What the task requires: The answer is to be all of the data below, reproduced exactly.

Records supplied:
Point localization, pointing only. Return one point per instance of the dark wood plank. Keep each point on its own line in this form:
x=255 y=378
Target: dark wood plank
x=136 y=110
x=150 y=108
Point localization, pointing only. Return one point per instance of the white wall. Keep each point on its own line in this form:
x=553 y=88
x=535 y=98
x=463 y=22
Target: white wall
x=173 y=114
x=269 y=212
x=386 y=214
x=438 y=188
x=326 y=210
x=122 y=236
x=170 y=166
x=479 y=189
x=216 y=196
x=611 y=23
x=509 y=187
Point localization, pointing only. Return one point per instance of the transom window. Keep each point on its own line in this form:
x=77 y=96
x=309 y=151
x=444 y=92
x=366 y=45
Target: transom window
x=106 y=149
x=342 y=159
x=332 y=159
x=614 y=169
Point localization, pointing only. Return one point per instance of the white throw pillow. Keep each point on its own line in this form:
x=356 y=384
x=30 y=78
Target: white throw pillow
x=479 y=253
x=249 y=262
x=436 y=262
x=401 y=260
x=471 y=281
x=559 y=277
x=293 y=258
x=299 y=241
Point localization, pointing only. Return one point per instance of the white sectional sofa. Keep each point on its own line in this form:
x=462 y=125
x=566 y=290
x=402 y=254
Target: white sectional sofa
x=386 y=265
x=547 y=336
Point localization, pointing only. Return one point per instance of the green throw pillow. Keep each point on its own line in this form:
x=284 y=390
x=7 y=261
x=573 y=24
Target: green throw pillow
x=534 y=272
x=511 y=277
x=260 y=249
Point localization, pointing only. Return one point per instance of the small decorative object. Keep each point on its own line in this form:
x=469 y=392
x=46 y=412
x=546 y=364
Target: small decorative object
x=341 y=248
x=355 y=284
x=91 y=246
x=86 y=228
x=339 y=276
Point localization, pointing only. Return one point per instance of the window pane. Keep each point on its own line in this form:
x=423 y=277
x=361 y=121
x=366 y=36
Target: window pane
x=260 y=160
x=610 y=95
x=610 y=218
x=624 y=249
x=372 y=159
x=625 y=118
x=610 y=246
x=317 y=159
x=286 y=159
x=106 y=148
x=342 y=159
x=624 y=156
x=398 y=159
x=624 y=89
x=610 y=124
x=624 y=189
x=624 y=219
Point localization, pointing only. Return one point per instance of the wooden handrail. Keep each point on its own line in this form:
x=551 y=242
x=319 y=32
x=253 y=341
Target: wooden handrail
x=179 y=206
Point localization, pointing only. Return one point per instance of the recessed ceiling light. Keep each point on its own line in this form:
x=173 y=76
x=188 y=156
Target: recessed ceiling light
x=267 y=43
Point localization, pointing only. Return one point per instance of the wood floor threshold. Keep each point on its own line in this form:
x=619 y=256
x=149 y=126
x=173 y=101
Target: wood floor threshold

Result for this exercise:
Point localization, pointing only. Return one point per instance of the dark wood plank. Keep each point on its own line in this form:
x=255 y=378
Target: dark wood plank
x=136 y=110
x=150 y=108
Point localization, pointing only. Return one point per instance of the white wall. Keep each point on its own line in this form:
x=553 y=88
x=535 y=98
x=463 y=22
Target: white wall
x=173 y=114
x=269 y=212
x=386 y=214
x=438 y=188
x=326 y=210
x=122 y=236
x=170 y=166
x=479 y=189
x=216 y=196
x=611 y=23
x=509 y=187
Point localization, pointing only. Return one point per instance of the transom window. Keep each point on its own line in this form:
x=77 y=96
x=309 y=151
x=444 y=92
x=366 y=45
Target: transom window
x=106 y=149
x=342 y=159
x=332 y=159
x=614 y=169
Point localization, pointing only. Return one point per instance of the white throw pillow. Keep each point on its own line in this form:
x=356 y=384
x=30 y=78
Target: white throw pillow
x=479 y=253
x=249 y=262
x=436 y=262
x=401 y=260
x=471 y=281
x=559 y=277
x=293 y=258
x=299 y=241
Point localization, pointing only. Return one point per instance of the white sectional sofa. Keep each point on its own line in this form:
x=462 y=125
x=566 y=290
x=402 y=254
Target: white sectional sofa
x=386 y=265
x=547 y=336
Point localization, pointing only. Return one point per instance of the green throw pillow. Keep each point on its own line in this form:
x=284 y=390
x=7 y=261
x=573 y=24
Target: green throw pillow
x=534 y=272
x=511 y=277
x=260 y=249
Point localization, pointing only. Return one point per instance of the small decorative object. Keep each point on its own line in this form:
x=469 y=392
x=46 y=412
x=546 y=364
Target: small decorative object
x=341 y=248
x=355 y=284
x=91 y=246
x=86 y=228
x=339 y=276
Point localization, pointing only. Return one point per instance of the window pane. Keep each point on its own line in this form:
x=423 y=277
x=361 y=121
x=366 y=36
Target: window pane
x=260 y=160
x=610 y=95
x=610 y=218
x=624 y=249
x=372 y=159
x=625 y=118
x=610 y=246
x=317 y=159
x=286 y=159
x=106 y=148
x=342 y=159
x=624 y=156
x=398 y=159
x=624 y=89
x=610 y=124
x=624 y=189
x=624 y=219
Point localization, pointing only. Return one point per instance of the wooden handrail. Keep each point on its own line in this form:
x=551 y=242
x=319 y=32
x=253 y=341
Target: wooden handrail
x=179 y=206
Point localization, pointing only. Return one point per instance of the recessed ceiling light. Keep each point on its own line in this form:
x=173 y=76
x=188 y=156
Target: recessed ceiling light
x=267 y=43
Point localization, pointing only. Return one point per instance of the wood floor threshold. Keep each point on its own line in this form:
x=619 y=256
x=149 y=126
x=173 y=101
Target: wood floor threshold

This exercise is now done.